- WRITTEN REQUEST
Reproduce the entire passage on housing and real estate figures below, word for word and unchanged.

According to Statistics Canada, new housing construction in Canada dropped 3.3% in the
third quarter and investment in residential structures fell 2.2%, or 8.2% at annual rates.
Canada Mortgage and Housing Corp. signed a memorandum of understanding with the
Federal Agency of the Russian Federation for Construction and Housing and
Municipal Services to promote the export of Canadian housing products and expertise.
According to the Canadian Institute of Mortgage Brokers and Lenders, the total
outstanding mortgage debt in Canada is expected to reach $730-billion by the end of 2006
and more than $800-billion by the end of 2007. In 2006, $197.7-billion in new mortgages will
be completed, with approvals projected to exceed $200-billion in 2007.
According to LaSalle Investment Management, global real estate funds raised a record
US$55-billion in 2006.
According to the Lower Manhattan Construction Command Center, about 50 Lower
Manhattan projects, costing US$20-billion, are planned or currently underway. These include
the Ground Zero construction, a new US$2-billion, 43-storey headquarters for Goldman
Sachs Group Inc., and new underground water pipes, subway stations, parks and
residential buildings.

- SUPPLIED DATA
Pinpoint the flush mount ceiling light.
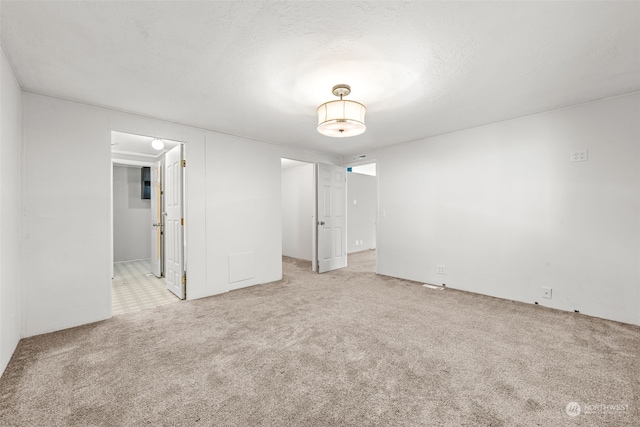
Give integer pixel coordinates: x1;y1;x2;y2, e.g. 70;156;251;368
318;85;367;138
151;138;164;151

- EXERCISE ANSWER
According to Statistics Canada, new housing construction in Canada dropped 3.3% in the
third quarter and investment in residential structures fell 2.2%, or 8.2% at annual rates.
Canada Mortgage and Housing Corp. signed a memorandum of understanding with the
Federal Agency of the Russian Federation for Construction and Housing and
Municipal Services to promote the export of Canadian housing products and expertise.
According to the Canadian Institute of Mortgage Brokers and Lenders, the total
outstanding mortgage debt in Canada is expected to reach $730-billion by the end of 2006
and more than $800-billion by the end of 2007. In 2006, $197.7-billion in new mortgages will
be completed, with approvals projected to exceed $200-billion in 2007.
According to LaSalle Investment Management, global real estate funds raised a record
US$55-billion in 2006.
According to the Lower Manhattan Construction Command Center, about 50 Lower
Manhattan projects, costing US$20-billion, are planned or currently underway. These include
the Ground Zero construction, a new US$2-billion, 43-storey headquarters for Goldman
Sachs Group Inc., and new underground water pipes, subway stations, parks and
residential buildings.